EXERCISE →
Look through the data below and extract, unchanged, the lines from the one that contains "positive clicks: (52, 20)" to the one that contains "positive clicks: (56, 36)", both included.

════

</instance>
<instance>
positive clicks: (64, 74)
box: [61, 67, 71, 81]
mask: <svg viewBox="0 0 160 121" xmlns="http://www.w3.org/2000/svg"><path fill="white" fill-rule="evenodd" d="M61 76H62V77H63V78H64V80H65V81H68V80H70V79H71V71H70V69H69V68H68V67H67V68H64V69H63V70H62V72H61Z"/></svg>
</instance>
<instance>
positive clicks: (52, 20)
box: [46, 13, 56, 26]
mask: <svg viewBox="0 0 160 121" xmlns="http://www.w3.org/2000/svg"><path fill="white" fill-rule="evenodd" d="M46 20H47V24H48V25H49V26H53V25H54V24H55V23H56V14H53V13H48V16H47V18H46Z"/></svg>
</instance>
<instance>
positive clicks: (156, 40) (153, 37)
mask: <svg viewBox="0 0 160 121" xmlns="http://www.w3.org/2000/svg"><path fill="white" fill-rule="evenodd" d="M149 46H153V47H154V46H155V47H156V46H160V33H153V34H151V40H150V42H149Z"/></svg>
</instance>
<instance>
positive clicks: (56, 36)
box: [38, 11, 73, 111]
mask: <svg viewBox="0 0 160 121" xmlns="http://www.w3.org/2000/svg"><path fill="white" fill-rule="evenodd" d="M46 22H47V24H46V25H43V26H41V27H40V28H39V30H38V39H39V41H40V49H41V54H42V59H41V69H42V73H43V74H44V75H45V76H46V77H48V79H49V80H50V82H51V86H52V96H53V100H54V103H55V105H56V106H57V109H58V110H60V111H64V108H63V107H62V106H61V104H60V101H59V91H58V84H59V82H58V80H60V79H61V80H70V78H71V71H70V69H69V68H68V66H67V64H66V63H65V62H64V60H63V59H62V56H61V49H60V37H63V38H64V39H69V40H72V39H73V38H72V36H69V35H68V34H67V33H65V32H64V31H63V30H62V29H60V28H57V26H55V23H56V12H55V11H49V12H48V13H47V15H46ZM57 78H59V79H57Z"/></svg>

════

REPLY TO THE EXERCISE →
positive clicks: (52, 20)
box: [46, 13, 56, 26]
mask: <svg viewBox="0 0 160 121" xmlns="http://www.w3.org/2000/svg"><path fill="white" fill-rule="evenodd" d="M46 20H47V24H48V25H49V26H53V25H54V24H55V23H56V14H53V13H48V16H47V18H46Z"/></svg>
</instance>
<instance>
positive clicks: (156, 40) (153, 37)
mask: <svg viewBox="0 0 160 121" xmlns="http://www.w3.org/2000/svg"><path fill="white" fill-rule="evenodd" d="M149 46H153V47H154V46H155V47H156V46H160V33H153V34H151V40H150V42H149Z"/></svg>
</instance>
<instance>
positive clicks: (56, 36)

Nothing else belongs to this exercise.